→ **Exercise prompt**: Give a verbatim copy of the lines below, minus the pictures.

→ **Exercise materials**:

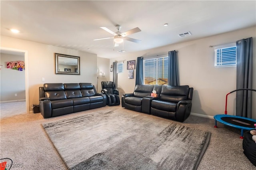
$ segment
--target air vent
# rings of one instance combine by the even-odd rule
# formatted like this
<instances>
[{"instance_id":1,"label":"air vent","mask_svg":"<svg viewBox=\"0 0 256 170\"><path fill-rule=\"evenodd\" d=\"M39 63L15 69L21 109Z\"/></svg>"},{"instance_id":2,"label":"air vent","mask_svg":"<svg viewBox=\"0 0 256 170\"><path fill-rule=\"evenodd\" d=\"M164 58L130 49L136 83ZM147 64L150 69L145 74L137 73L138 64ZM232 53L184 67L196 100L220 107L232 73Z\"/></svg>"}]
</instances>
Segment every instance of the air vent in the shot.
<instances>
[{"instance_id":1,"label":"air vent","mask_svg":"<svg viewBox=\"0 0 256 170\"><path fill-rule=\"evenodd\" d=\"M188 36L189 36L191 35L191 34L190 34L190 33L189 32L189 31L188 31L187 32L185 32L183 33L179 34L178 34L178 36L179 36L180 38L187 37Z\"/></svg>"},{"instance_id":2,"label":"air vent","mask_svg":"<svg viewBox=\"0 0 256 170\"><path fill-rule=\"evenodd\" d=\"M118 51L118 52L119 52L120 53L124 53L125 52L126 52L126 51L124 50L123 49L122 49L122 50L119 50L119 51Z\"/></svg>"}]
</instances>

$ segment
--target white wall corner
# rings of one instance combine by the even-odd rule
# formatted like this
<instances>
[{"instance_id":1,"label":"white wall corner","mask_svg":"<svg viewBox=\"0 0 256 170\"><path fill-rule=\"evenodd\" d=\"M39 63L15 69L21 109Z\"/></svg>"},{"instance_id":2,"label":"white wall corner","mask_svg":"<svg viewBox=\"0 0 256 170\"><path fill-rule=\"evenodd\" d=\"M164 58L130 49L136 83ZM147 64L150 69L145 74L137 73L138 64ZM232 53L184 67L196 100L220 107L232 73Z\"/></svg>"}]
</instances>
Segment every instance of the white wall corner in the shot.
<instances>
[{"instance_id":1,"label":"white wall corner","mask_svg":"<svg viewBox=\"0 0 256 170\"><path fill-rule=\"evenodd\" d=\"M192 112L190 113L190 115L192 115L193 116L199 116L199 117L206 117L206 118L212 119L214 119L214 118L213 118L213 116L209 116L209 115L202 115L201 114L193 113L192 113Z\"/></svg>"}]
</instances>

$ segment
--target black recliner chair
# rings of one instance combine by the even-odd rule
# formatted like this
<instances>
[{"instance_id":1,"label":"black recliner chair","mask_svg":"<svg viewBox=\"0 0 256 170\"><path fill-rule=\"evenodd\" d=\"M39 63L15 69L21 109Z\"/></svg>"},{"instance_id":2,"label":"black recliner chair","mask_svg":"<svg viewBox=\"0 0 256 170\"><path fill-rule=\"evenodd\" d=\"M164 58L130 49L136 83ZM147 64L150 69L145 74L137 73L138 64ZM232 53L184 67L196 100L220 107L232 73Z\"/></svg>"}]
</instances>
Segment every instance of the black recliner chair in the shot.
<instances>
[{"instance_id":1,"label":"black recliner chair","mask_svg":"<svg viewBox=\"0 0 256 170\"><path fill-rule=\"evenodd\" d=\"M107 105L109 106L120 105L119 92L116 88L116 84L113 81L101 82L102 93L107 96Z\"/></svg>"}]
</instances>

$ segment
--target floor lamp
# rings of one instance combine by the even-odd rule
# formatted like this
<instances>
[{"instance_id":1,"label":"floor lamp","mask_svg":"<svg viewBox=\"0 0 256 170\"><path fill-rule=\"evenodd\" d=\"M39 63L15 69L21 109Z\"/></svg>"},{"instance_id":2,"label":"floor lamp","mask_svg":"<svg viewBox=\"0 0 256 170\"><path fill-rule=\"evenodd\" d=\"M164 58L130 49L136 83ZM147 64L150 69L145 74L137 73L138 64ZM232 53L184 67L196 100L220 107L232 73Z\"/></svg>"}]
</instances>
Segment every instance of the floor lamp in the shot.
<instances>
[{"instance_id":1,"label":"floor lamp","mask_svg":"<svg viewBox=\"0 0 256 170\"><path fill-rule=\"evenodd\" d=\"M105 77L105 73L100 71L97 75L97 93L99 93L98 85L99 82L99 77L100 76Z\"/></svg>"}]
</instances>

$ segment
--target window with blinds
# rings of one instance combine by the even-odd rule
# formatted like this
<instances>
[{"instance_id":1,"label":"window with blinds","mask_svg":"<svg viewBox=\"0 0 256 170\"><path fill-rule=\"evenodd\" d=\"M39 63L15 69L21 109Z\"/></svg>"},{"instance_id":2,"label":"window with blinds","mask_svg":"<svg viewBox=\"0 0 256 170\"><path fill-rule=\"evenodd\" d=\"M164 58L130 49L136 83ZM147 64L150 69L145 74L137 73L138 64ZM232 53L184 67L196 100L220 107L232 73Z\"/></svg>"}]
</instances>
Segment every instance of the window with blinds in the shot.
<instances>
[{"instance_id":1,"label":"window with blinds","mask_svg":"<svg viewBox=\"0 0 256 170\"><path fill-rule=\"evenodd\" d=\"M117 73L124 73L124 63L120 62L117 63Z\"/></svg>"},{"instance_id":2,"label":"window with blinds","mask_svg":"<svg viewBox=\"0 0 256 170\"><path fill-rule=\"evenodd\" d=\"M144 84L167 85L168 63L168 57L144 60Z\"/></svg>"},{"instance_id":3,"label":"window with blinds","mask_svg":"<svg viewBox=\"0 0 256 170\"><path fill-rule=\"evenodd\" d=\"M236 46L215 49L216 67L236 65Z\"/></svg>"}]
</instances>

→ **Solution to this task**:
$ segment
--target air vent
# rings of one instance combine by the even-odd rule
# formatted like this
<instances>
[{"instance_id":1,"label":"air vent","mask_svg":"<svg viewBox=\"0 0 256 170\"><path fill-rule=\"evenodd\" d=\"M39 63L15 69L21 109Z\"/></svg>"},{"instance_id":2,"label":"air vent","mask_svg":"<svg viewBox=\"0 0 256 170\"><path fill-rule=\"evenodd\" d=\"M164 58L130 49L136 83ZM147 64L150 69L145 74L137 73L138 64ZM232 53L184 67L196 100L220 107L232 73Z\"/></svg>"}]
</instances>
Segment every instance of the air vent in the shot.
<instances>
[{"instance_id":1,"label":"air vent","mask_svg":"<svg viewBox=\"0 0 256 170\"><path fill-rule=\"evenodd\" d=\"M188 36L189 36L191 35L191 34L190 34L190 33L189 32L189 31L188 31L187 32L185 32L183 33L179 34L178 34L178 36L179 36L180 38L187 37Z\"/></svg>"},{"instance_id":2,"label":"air vent","mask_svg":"<svg viewBox=\"0 0 256 170\"><path fill-rule=\"evenodd\" d=\"M118 51L118 52L119 52L120 53L124 53L125 52L126 52L126 51L124 50L123 49L122 49L122 50L119 50L119 51Z\"/></svg>"}]
</instances>

$ segment
--target white wall corner
# rings of one instance combine by the even-odd rule
# formatted like this
<instances>
[{"instance_id":1,"label":"white wall corner","mask_svg":"<svg viewBox=\"0 0 256 170\"><path fill-rule=\"evenodd\" d=\"M39 63L15 69L21 109Z\"/></svg>"},{"instance_id":2,"label":"white wall corner","mask_svg":"<svg viewBox=\"0 0 256 170\"><path fill-rule=\"evenodd\" d=\"M164 58L130 49L136 83ZM147 64L150 69L145 74L137 73L138 64ZM232 53L184 67L196 100L220 107L232 73Z\"/></svg>"}]
</instances>
Segment every instance of the white wall corner in the shot.
<instances>
[{"instance_id":1,"label":"white wall corner","mask_svg":"<svg viewBox=\"0 0 256 170\"><path fill-rule=\"evenodd\" d=\"M192 112L190 113L190 115L192 115L193 116L199 116L199 117L206 117L206 118L212 119L214 119L214 118L213 118L213 116L209 116L209 115L202 115L201 114L193 113L192 113Z\"/></svg>"}]
</instances>

$ segment
--target black recliner chair
# rings of one instance combine by the even-odd rule
# formatted like this
<instances>
[{"instance_id":1,"label":"black recliner chair","mask_svg":"<svg viewBox=\"0 0 256 170\"><path fill-rule=\"evenodd\" d=\"M39 63L15 69L21 109Z\"/></svg>"},{"instance_id":2,"label":"black recliner chair","mask_svg":"<svg viewBox=\"0 0 256 170\"><path fill-rule=\"evenodd\" d=\"M164 58L130 49L136 83ZM147 64L150 69L145 74L137 73L138 64ZM232 53L184 67L196 100L220 107L232 73Z\"/></svg>"}]
</instances>
Segment every instance of the black recliner chair in the shot.
<instances>
[{"instance_id":1,"label":"black recliner chair","mask_svg":"<svg viewBox=\"0 0 256 170\"><path fill-rule=\"evenodd\" d=\"M107 105L109 106L120 105L119 92L116 88L116 84L113 81L101 82L102 93L107 96Z\"/></svg>"}]
</instances>

$ segment
--target floor lamp
# rings of one instance combine by the even-odd rule
# formatted like this
<instances>
[{"instance_id":1,"label":"floor lamp","mask_svg":"<svg viewBox=\"0 0 256 170\"><path fill-rule=\"evenodd\" d=\"M39 63L15 69L21 109Z\"/></svg>"},{"instance_id":2,"label":"floor lamp","mask_svg":"<svg viewBox=\"0 0 256 170\"><path fill-rule=\"evenodd\" d=\"M164 58L130 49L136 83ZM147 64L150 69L145 74L137 73L138 64ZM232 53L184 67L196 100L220 107L232 73Z\"/></svg>"}]
</instances>
Segment every instance of the floor lamp in the shot.
<instances>
[{"instance_id":1,"label":"floor lamp","mask_svg":"<svg viewBox=\"0 0 256 170\"><path fill-rule=\"evenodd\" d=\"M105 77L105 73L100 71L97 75L97 93L99 93L98 85L99 82L99 77L100 76Z\"/></svg>"}]
</instances>

$ segment
--target window with blinds
# rings of one instance combine by the even-odd rule
# formatted like this
<instances>
[{"instance_id":1,"label":"window with blinds","mask_svg":"<svg viewBox=\"0 0 256 170\"><path fill-rule=\"evenodd\" d=\"M39 63L15 69L21 109Z\"/></svg>"},{"instance_id":2,"label":"window with blinds","mask_svg":"<svg viewBox=\"0 0 256 170\"><path fill-rule=\"evenodd\" d=\"M164 58L130 49L136 83ZM147 64L150 69L145 74L137 73L138 64ZM232 53L184 67L196 100L220 107L232 73Z\"/></svg>"}]
</instances>
Segment every instance of the window with blinds in the shot.
<instances>
[{"instance_id":1,"label":"window with blinds","mask_svg":"<svg viewBox=\"0 0 256 170\"><path fill-rule=\"evenodd\" d=\"M117 73L124 73L124 63L120 62L117 63Z\"/></svg>"},{"instance_id":2,"label":"window with blinds","mask_svg":"<svg viewBox=\"0 0 256 170\"><path fill-rule=\"evenodd\" d=\"M144 84L167 85L168 63L168 57L144 60Z\"/></svg>"},{"instance_id":3,"label":"window with blinds","mask_svg":"<svg viewBox=\"0 0 256 170\"><path fill-rule=\"evenodd\" d=\"M236 46L215 49L216 67L236 65Z\"/></svg>"}]
</instances>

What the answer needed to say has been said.